Given problem
Everything from the line containing "of the cream" through the final line of the records must be transcribed verbatim; nothing else belongs in the result.

-----

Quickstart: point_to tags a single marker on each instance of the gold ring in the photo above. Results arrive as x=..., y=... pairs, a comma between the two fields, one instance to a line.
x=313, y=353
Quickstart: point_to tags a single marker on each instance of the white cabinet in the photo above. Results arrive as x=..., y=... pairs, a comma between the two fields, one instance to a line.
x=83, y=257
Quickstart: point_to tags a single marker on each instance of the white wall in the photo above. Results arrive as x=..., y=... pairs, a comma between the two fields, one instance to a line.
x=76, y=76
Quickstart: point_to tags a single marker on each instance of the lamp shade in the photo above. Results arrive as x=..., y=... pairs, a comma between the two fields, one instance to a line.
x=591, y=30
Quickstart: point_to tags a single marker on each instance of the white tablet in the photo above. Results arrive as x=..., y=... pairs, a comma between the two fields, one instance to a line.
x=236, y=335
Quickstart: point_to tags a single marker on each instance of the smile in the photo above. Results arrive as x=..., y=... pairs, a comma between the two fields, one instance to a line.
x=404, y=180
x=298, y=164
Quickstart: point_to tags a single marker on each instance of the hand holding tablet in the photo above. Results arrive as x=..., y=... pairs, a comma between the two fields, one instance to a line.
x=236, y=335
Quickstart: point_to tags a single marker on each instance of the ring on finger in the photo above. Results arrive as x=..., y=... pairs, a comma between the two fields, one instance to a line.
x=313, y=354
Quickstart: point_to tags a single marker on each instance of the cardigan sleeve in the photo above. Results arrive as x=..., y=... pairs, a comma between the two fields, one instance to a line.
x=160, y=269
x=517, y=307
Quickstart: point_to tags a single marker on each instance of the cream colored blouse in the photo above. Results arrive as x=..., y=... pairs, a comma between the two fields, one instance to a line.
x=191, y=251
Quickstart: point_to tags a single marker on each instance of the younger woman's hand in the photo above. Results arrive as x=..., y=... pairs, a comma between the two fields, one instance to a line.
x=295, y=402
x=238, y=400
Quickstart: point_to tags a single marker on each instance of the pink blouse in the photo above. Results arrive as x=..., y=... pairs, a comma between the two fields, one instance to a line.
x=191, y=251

-----

Task result
Quickstart: point_to tags a single marker on each instance of the cream colored blouse in the photo above. Results arrive as x=..., y=... pairs, a comma between the two fields, one instance to a line.
x=191, y=251
Quickstart: point_to tags a single marker on each instance of the younger woman's hand in the photo above. Results arrive as x=..., y=... pairs, a comma between the two fields, one instance to a line.
x=295, y=402
x=238, y=400
Quickstart: point_to tags a single marker on each instance of the pink blouse in the photo above. Results arrive as x=..., y=... pairs, a comma between the two fields, one instance to a line.
x=191, y=251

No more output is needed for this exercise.